Fairfax boosts profits despite further fall for publishing revenues
Fairfax has reported improved profits for the first six months of the financial year making $86.4m, and its first rise in earnings before interest, tax, depreciation and amortisation (EBITDA) since 2010.
The company has also sold FRG Asia, InvestSmart and Stayz over the period making $221m on the transactions, which equated to a profit of $178m when put with ordinary earnings. However, revenue for the first six months was down 1.2 per cent at $1.083bn.
Whilst the publishing unit reported a revenue decline of 7.1 per cent the EBITDA increased to $81.5m, up 52 per cent on the corresponding period last year, while property website Domain grew online revenue 33 per cent , while the Fairfax of the Future program is reported as delivering $260m of annualised savings so far.
However, radio revenues dropped 0.8 per cent in a market that grew 2.8 per cent last year, as flagship station 2UE struggled for ratings in Sydney.

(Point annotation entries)

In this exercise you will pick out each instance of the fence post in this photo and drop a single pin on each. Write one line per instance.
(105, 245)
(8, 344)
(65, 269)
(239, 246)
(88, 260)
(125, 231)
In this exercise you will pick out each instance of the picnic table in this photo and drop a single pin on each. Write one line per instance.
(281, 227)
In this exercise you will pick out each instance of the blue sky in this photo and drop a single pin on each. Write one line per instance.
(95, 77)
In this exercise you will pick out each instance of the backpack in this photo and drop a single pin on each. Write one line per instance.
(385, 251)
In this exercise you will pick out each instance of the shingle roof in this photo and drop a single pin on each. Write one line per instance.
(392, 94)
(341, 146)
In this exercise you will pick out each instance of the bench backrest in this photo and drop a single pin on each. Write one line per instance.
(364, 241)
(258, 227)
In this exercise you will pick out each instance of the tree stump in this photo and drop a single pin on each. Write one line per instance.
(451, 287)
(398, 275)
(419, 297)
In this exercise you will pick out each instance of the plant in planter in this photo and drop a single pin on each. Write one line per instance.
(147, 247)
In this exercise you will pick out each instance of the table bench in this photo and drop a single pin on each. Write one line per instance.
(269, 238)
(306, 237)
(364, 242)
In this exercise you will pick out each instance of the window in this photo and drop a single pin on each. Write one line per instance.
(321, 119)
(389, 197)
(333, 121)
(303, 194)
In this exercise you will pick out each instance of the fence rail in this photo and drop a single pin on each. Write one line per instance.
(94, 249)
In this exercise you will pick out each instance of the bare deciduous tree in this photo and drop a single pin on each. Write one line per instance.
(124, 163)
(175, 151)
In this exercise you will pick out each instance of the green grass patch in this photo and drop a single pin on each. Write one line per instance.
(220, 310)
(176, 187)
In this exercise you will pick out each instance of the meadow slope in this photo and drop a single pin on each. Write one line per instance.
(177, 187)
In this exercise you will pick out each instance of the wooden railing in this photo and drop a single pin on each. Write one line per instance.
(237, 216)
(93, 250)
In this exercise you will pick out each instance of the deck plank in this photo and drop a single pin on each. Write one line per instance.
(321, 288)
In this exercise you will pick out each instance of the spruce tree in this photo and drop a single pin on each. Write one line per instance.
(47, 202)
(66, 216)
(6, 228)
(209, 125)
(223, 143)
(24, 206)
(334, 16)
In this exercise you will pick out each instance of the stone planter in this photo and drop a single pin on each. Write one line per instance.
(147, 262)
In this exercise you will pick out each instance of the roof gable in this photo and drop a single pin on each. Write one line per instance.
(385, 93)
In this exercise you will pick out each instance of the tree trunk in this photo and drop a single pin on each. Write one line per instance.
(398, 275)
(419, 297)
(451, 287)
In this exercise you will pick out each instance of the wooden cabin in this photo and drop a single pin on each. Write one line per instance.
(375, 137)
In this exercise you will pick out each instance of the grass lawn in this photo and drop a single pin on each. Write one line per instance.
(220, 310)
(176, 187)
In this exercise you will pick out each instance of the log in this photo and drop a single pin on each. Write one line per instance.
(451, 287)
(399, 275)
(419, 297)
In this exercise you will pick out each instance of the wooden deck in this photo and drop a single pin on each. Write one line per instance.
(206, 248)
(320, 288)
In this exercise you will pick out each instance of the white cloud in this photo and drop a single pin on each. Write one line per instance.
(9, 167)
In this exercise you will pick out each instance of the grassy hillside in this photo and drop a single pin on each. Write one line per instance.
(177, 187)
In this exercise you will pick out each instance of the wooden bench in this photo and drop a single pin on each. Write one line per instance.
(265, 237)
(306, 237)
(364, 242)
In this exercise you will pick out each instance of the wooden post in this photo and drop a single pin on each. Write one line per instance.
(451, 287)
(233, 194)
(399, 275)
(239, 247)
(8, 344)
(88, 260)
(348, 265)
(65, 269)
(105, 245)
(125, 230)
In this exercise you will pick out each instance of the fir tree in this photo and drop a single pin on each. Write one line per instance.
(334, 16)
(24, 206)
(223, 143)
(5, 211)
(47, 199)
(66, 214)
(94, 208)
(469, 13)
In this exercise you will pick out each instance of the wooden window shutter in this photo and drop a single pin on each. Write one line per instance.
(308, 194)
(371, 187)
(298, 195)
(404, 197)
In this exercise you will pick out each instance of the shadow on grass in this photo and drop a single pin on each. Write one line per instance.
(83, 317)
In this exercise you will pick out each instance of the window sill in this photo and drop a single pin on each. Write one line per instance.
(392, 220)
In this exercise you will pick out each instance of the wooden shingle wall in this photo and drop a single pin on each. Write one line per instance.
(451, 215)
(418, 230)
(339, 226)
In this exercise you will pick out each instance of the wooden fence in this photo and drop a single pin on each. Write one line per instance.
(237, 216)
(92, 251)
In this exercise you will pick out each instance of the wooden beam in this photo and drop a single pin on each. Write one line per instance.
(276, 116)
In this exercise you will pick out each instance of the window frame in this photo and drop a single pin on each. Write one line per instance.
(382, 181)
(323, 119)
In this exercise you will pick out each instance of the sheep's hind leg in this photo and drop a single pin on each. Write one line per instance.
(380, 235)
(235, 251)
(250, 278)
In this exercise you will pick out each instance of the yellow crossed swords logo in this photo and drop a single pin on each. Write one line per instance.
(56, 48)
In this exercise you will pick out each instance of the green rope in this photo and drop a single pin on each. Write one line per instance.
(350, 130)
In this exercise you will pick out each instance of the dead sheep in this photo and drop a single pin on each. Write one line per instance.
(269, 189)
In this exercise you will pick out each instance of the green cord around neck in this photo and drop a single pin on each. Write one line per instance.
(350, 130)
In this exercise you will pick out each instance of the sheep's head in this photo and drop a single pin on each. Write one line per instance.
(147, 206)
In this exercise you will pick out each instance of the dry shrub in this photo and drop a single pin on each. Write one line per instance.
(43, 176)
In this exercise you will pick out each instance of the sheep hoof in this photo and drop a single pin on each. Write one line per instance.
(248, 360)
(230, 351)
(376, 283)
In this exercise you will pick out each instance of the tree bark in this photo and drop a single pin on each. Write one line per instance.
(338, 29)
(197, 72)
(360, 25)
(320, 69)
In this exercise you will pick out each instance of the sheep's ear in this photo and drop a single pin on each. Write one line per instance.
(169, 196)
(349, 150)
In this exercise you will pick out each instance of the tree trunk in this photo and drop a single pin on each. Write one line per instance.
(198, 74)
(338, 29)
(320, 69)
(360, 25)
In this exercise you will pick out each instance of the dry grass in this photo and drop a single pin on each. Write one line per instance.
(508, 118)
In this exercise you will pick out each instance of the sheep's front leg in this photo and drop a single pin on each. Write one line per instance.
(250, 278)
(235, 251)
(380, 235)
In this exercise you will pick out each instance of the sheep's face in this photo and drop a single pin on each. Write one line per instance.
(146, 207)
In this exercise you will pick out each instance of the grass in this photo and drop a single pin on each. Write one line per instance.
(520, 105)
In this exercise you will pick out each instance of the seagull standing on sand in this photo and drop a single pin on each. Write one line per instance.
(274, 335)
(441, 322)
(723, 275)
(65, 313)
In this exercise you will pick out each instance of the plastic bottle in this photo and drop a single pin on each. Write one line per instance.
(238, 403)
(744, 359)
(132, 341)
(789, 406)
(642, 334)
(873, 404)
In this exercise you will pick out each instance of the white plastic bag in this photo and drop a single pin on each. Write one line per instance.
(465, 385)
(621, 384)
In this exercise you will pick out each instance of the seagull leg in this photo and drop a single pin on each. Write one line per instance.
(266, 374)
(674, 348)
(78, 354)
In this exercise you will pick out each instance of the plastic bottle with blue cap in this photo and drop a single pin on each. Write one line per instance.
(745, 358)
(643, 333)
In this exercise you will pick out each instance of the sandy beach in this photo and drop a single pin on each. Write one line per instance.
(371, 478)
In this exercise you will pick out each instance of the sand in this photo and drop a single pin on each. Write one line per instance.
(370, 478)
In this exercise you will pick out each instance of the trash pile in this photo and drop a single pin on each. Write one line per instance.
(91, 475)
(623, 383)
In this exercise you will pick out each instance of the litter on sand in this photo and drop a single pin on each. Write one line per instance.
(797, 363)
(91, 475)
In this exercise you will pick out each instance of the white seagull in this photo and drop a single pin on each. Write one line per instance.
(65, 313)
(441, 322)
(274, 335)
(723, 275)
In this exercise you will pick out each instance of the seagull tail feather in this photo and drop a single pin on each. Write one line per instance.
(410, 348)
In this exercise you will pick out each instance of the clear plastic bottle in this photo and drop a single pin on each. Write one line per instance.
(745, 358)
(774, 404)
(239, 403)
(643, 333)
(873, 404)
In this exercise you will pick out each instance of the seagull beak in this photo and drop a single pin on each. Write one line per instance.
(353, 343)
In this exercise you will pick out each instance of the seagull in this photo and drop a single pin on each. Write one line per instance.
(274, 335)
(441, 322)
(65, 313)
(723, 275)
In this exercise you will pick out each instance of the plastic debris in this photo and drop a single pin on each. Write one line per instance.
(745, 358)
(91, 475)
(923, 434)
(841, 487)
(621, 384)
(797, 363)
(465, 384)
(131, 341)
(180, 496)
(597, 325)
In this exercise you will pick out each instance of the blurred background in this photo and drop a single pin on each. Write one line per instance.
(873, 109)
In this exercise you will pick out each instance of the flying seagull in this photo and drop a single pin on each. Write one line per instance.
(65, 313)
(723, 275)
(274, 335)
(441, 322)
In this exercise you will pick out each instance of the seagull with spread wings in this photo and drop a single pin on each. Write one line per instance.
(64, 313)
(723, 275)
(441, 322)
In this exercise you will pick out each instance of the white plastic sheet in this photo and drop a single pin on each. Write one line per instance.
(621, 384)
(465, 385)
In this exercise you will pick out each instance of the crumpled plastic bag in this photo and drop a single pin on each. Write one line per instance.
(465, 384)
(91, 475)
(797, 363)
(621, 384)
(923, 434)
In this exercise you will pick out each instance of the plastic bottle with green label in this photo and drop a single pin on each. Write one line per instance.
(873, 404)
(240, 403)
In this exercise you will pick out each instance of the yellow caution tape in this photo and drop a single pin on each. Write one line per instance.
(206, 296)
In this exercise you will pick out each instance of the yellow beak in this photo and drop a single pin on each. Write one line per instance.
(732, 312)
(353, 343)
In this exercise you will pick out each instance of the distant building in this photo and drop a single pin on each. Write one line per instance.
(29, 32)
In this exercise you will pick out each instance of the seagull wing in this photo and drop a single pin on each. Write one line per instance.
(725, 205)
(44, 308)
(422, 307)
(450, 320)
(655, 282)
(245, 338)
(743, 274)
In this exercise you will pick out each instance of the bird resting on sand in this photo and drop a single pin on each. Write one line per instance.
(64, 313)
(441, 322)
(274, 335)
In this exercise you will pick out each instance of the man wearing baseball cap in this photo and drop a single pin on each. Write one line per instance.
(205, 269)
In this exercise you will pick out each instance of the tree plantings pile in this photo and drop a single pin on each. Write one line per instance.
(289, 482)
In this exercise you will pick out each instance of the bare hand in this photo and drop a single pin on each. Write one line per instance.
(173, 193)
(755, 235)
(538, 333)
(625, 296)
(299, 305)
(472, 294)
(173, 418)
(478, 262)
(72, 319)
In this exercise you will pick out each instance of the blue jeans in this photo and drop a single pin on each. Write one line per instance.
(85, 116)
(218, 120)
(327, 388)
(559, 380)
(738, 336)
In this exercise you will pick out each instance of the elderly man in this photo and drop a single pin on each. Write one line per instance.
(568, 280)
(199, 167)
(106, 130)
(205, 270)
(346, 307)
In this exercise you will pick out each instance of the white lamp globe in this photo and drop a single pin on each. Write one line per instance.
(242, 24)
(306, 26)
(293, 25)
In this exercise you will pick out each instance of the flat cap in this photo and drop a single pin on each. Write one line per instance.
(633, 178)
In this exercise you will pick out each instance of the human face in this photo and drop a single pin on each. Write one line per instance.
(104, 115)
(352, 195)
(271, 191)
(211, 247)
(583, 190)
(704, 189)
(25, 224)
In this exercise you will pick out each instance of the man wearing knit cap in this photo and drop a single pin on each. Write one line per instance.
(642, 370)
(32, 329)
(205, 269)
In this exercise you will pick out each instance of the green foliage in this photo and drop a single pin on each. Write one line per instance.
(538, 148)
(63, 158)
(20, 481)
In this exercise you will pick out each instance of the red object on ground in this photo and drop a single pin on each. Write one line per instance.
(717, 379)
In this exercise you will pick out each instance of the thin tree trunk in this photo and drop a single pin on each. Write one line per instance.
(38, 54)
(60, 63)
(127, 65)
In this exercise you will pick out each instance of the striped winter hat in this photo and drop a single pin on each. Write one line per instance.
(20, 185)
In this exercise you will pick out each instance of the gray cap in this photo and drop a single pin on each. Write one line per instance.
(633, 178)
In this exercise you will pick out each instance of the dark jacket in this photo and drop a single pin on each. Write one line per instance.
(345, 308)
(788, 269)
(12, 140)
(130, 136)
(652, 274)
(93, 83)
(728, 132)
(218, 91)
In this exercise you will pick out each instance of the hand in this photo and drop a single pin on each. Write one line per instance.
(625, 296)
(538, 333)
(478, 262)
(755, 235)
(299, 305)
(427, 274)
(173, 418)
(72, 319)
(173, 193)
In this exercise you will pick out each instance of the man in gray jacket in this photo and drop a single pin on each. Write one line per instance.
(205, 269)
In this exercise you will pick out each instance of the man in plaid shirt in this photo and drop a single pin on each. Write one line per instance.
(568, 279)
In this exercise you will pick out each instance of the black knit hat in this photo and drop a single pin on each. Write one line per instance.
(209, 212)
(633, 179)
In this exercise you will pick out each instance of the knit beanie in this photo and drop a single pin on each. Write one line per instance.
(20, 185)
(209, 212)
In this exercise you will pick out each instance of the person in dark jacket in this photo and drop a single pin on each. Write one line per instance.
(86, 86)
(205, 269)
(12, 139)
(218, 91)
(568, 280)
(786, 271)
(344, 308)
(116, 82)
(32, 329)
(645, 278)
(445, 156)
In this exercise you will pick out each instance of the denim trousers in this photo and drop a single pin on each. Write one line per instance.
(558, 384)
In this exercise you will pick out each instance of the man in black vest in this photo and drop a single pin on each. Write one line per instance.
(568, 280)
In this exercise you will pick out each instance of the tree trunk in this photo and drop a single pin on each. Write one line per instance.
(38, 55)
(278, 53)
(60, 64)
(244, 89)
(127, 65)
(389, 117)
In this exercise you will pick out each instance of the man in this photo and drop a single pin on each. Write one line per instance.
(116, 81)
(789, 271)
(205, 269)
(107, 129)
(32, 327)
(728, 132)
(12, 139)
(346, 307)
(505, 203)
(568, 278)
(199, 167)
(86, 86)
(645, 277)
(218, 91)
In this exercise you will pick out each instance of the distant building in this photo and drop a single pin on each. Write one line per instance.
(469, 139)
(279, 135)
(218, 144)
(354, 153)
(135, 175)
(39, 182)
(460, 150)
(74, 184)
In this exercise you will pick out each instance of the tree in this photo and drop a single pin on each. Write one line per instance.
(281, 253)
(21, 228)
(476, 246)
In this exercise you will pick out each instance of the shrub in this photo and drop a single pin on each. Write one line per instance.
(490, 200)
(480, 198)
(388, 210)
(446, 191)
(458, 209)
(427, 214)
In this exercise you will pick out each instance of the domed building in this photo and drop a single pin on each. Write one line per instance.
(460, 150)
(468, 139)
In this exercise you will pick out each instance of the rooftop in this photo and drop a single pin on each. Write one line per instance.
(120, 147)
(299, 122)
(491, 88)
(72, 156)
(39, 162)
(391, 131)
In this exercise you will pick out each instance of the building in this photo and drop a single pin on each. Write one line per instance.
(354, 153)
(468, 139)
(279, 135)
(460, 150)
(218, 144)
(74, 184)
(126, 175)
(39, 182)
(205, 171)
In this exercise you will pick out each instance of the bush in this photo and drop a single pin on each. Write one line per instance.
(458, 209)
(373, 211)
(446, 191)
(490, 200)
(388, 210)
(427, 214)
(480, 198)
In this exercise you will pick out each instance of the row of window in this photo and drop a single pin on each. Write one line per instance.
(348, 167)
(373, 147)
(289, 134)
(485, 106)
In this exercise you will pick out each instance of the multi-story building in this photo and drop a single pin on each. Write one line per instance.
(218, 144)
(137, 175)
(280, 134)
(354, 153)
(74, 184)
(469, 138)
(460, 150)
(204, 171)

*What this task involves*. Rewrite the Fairfax earnings report from "Whilst the publishing" to "savings so far.", replacing "publishing unit" with "print division".

*Task answer*.
Whilst the print division reported a revenue decline of 7.1 per cent the EBITDA increased to $81.5m, up 52 per cent on the corresponding period last year, while property website Domain grew online revenue 33 per cent , while the Fairfax of the Future program is reported as delivering $260m of annualised savings so far.